What you will do | All of the data below should come back exactly as written, minus its images.

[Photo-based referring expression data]
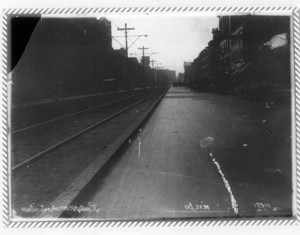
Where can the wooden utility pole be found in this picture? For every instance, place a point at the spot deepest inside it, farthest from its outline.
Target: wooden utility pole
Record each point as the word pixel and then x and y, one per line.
pixel 152 61
pixel 144 72
pixel 126 48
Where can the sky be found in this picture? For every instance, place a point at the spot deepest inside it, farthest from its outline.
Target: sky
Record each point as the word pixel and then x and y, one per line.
pixel 175 39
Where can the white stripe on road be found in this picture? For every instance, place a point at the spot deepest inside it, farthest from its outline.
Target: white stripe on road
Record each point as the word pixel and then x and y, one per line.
pixel 234 204
pixel 139 153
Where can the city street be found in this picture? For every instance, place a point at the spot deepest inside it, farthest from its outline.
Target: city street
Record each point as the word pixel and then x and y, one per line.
pixel 200 155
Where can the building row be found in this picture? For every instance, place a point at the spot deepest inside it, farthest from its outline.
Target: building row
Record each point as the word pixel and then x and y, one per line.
pixel 74 56
pixel 245 51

Response area |
Where can the wooden utility pole be found in this picture? For every instance, place a point at the spot deepest inside it, farthest from its outline.
Target: wooden utility pole
Record each point as the word pixel and then x and y, one per line.
pixel 152 61
pixel 144 72
pixel 126 48
Where can the sky be found in this picture? For every instance, place a point at the spot deepest inside it, farthest from its outline.
Target: sky
Record each point as the word pixel and then x and y, one per line.
pixel 175 39
Where can the white stripe on road be found in this picture? For every instance, place a point at the spot deepest inside it, farthest from its outline.
Target: white stripe on road
Record each point as the word pixel and then x and y, one per line.
pixel 234 204
pixel 139 153
Where can the city street be found in this picture? For every instance, place a point at the spot deepest inside it, farthest from its outline.
Target: city street
Record each point as the word pixel and then x and y, one per line.
pixel 200 155
Where can the building row be found in this picture? For every instance, place a point at the spot deepest inside it, farthest from its outline.
Target: building row
Record each point as the word pixel and then x and y, one per line.
pixel 74 56
pixel 245 51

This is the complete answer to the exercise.